Passage shown:
#####
I - Arbitrage（正权回路+map映射）

Arbitrage is the use of discrepancies in currency exchange rates to transform one unit of a currency into more than one unit of the same currency. For example, suppose that 1 US Dollar buys 0.5 British pound, 1 British pound buys 10.0 French francs, and 1 French franc buys 0.21 US dollar. Then, by converting currencies, a clever trader can start with 1 US dollar and buy 0.5 * 10.0 * 0.21 = 1.05 US dollars, making a profit of 5 percent.

Your job is to write a program that takes a list of currency exchange rates as input and then determines whether arbitrage is possible or not.
Input
The input will contain one or more test cases. Om the first line of each test case there is an integer n (1<=n<=30), representing the number of different currencies. The next n lines each contain the name of one currency. Within a name no spaces will appear. The next line contains one integer m, representing the length of the table to follow. The last m lines each contain the name ci of a source currency, a real number rij which represents the exchange rate from ci to cj and a name cj of the destination currency. Exchanges which do not appear in the table are impossible.
Test cases are separated from each other by a blank line. Input is terminated by a value of zero (0) for n.
Output
For each test case, print one line telling whether arbitrage is possible or not in the format “Case case: Yes” respectively “Case case: No”.
Sample Input
3
USDollar
BritishPound
FrenchFranc
3
USDollar 0.5 BritishPound
BritishPound 10.0 FrenchFranc
FrenchFranc 0.21 USDollar

3
USDollar
BritishPound
FrenchFranc
6
USDollar 0.5 BritishPound
USDollar 4.9 FrenchFranc
BritishPound 10.0 FrenchFranc
BritishPound 1.99 USDollar
FrenchFranc 0.09 BritishPound
FrenchFranc 0.19 USDollar

0
Sample Output
Case 1: Yes
Case 2: No

//普通的方法：
#include <stdio.h>
#include <memory.h>
#include <string.h>
#include <algorithm>
#include <queue>
#include <math.h>
#define ll long long
#define INF 0x3f3f3f3f
using namespace std;
struct node
{
    int a,b;
    double c;
    char s[31];
} p[1001], e[1001];
int n,k;
int Bellman_Ford(int s,double v)//使用Bellman_Ford去判断是否存在一条正权边可以无限松弛
{
    int i,j;
    double dis[505];//dis[i] i是货币编号 dis是该种货币的价值
    memset(dis,0,sizeof(dis));
    dis[s]=v;
    for(i=1; i<=n-1; i++)
#####
(Point labeling dataset excerpts)
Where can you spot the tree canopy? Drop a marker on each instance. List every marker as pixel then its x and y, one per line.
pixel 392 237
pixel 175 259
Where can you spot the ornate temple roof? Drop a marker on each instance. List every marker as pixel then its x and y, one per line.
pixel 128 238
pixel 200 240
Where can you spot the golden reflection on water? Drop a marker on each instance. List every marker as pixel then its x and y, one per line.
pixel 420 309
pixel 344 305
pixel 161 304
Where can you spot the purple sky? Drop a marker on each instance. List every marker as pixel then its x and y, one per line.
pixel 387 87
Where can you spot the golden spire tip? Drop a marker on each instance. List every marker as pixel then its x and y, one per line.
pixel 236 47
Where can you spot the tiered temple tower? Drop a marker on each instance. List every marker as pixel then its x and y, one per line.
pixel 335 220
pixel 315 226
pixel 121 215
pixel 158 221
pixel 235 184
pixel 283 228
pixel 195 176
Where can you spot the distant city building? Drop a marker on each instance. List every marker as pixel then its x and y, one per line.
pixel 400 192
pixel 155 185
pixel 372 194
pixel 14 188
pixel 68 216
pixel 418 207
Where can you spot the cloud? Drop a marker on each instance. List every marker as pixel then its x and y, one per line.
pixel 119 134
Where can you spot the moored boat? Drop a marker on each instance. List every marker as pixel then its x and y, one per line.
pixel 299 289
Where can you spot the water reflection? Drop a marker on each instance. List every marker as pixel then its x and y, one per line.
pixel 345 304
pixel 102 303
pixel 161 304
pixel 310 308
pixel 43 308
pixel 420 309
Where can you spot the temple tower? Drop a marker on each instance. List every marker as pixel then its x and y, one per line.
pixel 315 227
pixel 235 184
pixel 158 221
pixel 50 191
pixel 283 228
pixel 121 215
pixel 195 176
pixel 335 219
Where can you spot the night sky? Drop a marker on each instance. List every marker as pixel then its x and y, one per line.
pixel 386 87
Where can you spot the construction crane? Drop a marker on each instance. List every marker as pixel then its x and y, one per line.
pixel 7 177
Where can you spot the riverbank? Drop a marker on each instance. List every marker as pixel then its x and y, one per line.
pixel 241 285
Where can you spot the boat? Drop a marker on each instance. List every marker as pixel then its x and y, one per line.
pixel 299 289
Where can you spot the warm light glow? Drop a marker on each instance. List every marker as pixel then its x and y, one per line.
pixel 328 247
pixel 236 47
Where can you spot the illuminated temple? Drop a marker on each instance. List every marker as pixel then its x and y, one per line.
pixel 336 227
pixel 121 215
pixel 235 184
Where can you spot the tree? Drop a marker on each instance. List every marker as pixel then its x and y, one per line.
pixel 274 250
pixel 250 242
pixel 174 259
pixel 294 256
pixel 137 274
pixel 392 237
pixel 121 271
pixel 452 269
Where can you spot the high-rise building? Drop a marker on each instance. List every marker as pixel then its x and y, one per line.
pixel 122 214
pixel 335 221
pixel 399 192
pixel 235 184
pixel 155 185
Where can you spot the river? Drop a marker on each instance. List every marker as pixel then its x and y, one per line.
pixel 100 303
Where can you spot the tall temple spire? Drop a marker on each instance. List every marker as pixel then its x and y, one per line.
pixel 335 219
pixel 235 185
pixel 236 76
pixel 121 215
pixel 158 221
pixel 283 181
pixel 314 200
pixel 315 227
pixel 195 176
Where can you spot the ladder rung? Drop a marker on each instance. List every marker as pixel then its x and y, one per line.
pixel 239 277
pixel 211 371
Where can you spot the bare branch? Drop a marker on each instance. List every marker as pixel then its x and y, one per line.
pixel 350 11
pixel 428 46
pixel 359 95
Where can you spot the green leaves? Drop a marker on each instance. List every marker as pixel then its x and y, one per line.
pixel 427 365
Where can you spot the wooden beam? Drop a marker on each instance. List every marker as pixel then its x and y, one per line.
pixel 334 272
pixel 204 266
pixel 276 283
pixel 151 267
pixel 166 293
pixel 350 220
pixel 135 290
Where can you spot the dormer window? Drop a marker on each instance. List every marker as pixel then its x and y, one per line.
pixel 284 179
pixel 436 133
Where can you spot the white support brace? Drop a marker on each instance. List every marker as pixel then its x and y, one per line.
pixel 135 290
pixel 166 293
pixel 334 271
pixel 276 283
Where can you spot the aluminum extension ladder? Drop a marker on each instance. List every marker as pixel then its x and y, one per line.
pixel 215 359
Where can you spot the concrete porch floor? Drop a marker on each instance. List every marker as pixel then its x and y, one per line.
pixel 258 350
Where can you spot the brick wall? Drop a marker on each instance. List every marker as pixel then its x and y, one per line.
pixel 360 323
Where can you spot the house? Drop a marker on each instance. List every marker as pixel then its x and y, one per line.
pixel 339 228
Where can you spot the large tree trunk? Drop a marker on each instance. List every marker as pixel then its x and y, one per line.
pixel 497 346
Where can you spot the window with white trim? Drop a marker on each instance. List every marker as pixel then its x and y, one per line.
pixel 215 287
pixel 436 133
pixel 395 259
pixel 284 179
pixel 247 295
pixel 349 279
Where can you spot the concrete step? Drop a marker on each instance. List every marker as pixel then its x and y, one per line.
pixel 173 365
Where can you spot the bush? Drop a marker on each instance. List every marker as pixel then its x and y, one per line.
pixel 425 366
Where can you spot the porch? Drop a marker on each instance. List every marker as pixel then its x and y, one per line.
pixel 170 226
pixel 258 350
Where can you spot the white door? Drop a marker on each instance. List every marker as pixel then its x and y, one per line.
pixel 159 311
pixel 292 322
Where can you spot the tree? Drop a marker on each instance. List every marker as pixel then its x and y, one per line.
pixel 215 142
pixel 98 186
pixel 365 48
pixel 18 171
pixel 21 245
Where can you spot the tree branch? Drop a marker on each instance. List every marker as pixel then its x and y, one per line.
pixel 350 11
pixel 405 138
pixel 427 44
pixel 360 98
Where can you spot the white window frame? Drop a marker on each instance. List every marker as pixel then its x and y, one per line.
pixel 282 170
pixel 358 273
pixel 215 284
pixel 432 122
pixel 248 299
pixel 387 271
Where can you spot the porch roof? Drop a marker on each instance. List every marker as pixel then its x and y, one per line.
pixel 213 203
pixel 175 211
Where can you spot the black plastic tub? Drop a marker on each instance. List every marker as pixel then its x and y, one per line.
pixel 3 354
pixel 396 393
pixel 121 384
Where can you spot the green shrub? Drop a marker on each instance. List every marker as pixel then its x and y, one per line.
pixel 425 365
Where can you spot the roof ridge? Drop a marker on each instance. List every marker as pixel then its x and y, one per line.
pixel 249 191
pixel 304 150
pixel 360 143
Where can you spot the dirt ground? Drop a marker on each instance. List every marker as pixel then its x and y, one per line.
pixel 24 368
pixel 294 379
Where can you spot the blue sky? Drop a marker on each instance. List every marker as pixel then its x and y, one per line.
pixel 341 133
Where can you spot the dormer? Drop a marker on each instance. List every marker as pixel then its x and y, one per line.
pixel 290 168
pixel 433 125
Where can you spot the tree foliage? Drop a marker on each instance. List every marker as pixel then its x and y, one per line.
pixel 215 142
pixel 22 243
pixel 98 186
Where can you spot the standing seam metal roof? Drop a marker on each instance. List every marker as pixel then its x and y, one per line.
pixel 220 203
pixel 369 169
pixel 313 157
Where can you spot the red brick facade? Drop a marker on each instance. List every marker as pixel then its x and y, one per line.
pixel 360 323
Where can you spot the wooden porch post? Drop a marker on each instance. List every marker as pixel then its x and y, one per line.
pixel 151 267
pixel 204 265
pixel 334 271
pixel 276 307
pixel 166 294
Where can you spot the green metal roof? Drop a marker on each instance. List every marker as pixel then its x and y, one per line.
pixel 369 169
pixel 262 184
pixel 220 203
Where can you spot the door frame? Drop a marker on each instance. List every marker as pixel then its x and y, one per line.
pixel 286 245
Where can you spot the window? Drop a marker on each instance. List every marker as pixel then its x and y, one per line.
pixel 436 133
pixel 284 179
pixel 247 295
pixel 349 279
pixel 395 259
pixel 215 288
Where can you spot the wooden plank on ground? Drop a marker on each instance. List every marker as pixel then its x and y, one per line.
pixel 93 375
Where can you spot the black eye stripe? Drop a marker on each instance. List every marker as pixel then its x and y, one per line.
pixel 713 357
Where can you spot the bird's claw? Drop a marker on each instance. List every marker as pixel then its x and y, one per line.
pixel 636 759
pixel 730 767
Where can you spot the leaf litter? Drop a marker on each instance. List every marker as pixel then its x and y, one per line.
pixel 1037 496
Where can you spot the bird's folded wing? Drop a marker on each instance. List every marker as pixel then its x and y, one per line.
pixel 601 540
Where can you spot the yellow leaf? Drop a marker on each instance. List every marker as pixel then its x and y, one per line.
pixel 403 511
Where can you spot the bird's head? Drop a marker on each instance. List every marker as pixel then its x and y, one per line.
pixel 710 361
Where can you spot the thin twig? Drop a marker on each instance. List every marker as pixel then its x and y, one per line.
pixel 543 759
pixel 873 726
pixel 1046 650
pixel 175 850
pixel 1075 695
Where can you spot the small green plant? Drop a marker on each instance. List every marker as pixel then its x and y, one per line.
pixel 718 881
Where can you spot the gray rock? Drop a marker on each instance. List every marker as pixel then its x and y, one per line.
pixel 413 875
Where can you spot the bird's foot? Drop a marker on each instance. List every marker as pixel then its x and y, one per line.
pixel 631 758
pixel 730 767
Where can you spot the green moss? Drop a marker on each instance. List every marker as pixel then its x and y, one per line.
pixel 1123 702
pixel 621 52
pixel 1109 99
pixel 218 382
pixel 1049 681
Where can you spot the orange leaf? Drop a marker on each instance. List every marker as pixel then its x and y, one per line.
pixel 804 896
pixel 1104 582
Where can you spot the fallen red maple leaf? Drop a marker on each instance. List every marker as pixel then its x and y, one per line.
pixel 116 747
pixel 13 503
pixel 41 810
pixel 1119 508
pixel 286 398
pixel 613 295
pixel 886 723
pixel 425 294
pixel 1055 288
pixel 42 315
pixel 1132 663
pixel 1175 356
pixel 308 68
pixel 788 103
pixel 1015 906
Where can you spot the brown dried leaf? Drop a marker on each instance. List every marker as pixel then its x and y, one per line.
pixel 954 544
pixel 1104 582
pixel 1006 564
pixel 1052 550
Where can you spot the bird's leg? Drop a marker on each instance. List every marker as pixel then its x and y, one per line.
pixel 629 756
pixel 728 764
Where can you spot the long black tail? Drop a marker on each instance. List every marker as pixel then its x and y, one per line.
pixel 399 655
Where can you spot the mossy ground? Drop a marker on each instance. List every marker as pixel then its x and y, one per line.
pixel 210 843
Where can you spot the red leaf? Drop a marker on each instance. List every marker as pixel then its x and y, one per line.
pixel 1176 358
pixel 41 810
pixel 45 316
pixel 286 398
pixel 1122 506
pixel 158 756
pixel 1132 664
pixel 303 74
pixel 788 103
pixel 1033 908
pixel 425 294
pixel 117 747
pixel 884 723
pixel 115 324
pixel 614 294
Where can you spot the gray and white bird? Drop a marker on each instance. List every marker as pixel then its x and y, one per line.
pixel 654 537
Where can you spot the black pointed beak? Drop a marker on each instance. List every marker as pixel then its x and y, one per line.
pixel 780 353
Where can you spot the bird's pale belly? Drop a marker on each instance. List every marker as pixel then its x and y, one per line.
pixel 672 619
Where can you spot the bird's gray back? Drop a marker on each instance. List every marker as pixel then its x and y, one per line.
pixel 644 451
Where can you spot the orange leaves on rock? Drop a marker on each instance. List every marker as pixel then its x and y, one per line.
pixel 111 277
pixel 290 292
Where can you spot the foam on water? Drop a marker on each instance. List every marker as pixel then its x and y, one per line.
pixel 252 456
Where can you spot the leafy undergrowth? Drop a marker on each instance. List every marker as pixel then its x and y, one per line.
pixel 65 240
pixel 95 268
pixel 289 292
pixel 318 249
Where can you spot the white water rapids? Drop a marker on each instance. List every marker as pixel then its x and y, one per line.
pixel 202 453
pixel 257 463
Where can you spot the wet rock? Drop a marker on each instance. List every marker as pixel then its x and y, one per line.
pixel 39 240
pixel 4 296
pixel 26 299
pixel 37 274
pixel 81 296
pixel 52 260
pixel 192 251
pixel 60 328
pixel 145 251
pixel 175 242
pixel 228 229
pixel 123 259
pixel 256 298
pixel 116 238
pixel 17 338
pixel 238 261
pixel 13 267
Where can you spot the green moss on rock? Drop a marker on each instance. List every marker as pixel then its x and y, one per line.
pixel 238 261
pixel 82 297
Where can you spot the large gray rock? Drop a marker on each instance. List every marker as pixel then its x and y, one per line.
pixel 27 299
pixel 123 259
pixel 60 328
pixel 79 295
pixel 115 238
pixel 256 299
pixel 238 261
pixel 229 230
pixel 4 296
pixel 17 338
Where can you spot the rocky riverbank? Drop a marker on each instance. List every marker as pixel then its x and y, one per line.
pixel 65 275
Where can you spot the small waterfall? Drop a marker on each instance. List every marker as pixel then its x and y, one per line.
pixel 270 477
#####
Instructions:
1. Reproduce the arbitrage problem page word for word, everything from "Arbitrage is the" down to "of 5 percent.".
2. Name every header file that an #include line in the arbitrage problem page brings in.

Final answers:
1.
Arbitrage is the use of discrepancies in currency exchange rates to transform one unit of a currency into more than one unit of the same currency. For example, suppose that 1 US Dollar buys 0.5 British pound, 1 British pound buys 10.0 French francs, and 1 French franc buys 0.21 US dollar. Then, by converting currencies, a clever trader can start with 1 US dollar and buy 0.5 * 10.0 * 0.21 = 1.05 US dollars, making a profit of 5 percent.

2.
stdio.h
memory.h
string.h
algorithm
queue
math.h